What the task asks - Search each line below for "punching", then return the lines where it appears.

(Stored data entries)
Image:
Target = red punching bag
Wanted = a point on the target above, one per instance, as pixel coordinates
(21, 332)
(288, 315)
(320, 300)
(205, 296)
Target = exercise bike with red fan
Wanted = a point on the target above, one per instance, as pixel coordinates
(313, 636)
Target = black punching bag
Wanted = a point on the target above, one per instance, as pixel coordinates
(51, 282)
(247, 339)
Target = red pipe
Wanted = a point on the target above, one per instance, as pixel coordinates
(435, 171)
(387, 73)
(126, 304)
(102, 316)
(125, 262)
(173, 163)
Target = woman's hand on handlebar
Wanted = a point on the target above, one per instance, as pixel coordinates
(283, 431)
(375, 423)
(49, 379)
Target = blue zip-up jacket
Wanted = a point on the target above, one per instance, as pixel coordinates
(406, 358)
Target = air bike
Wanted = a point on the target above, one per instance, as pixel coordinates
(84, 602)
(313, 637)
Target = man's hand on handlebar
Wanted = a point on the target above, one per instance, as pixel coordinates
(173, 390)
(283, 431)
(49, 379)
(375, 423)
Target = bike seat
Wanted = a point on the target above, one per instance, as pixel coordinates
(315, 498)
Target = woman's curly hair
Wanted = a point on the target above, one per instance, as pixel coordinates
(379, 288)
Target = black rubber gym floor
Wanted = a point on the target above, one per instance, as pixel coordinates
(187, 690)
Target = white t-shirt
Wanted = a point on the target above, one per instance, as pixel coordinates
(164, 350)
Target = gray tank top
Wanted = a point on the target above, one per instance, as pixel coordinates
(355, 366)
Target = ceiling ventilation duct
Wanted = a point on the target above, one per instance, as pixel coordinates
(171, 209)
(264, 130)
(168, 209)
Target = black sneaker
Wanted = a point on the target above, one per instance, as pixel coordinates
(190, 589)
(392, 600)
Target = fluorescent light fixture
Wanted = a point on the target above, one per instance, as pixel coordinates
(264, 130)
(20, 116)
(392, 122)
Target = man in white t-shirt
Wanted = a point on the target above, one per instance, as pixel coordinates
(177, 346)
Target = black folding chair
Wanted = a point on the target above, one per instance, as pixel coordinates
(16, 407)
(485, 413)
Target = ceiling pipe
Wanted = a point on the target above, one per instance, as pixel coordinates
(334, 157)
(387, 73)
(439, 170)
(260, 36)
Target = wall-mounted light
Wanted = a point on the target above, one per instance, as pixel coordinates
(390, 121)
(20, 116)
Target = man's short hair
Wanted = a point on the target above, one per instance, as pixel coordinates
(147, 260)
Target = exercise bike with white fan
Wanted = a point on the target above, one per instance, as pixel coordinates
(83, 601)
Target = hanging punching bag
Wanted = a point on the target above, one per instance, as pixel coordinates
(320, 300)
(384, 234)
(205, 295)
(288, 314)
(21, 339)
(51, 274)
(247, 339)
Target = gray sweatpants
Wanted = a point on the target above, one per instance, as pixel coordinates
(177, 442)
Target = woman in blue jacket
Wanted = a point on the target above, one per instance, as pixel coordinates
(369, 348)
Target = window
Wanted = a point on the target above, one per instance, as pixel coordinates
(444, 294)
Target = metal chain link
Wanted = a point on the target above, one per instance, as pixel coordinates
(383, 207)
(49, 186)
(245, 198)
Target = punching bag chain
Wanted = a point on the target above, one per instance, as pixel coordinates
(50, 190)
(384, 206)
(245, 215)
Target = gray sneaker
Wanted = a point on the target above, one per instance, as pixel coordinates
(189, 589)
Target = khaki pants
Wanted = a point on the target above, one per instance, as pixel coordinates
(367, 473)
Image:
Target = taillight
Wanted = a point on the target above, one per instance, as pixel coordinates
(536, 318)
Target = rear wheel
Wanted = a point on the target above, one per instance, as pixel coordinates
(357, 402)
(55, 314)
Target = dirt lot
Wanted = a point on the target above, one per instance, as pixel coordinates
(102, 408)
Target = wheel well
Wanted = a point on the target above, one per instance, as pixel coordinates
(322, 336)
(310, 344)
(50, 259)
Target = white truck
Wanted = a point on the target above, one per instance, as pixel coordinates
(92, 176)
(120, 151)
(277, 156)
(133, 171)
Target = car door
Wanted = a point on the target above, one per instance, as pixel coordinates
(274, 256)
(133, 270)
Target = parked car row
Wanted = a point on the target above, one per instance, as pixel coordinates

Completed task -
Target = red punching bag
Target = black punching bag
Target = hanging punching bag
Target = punching bag chain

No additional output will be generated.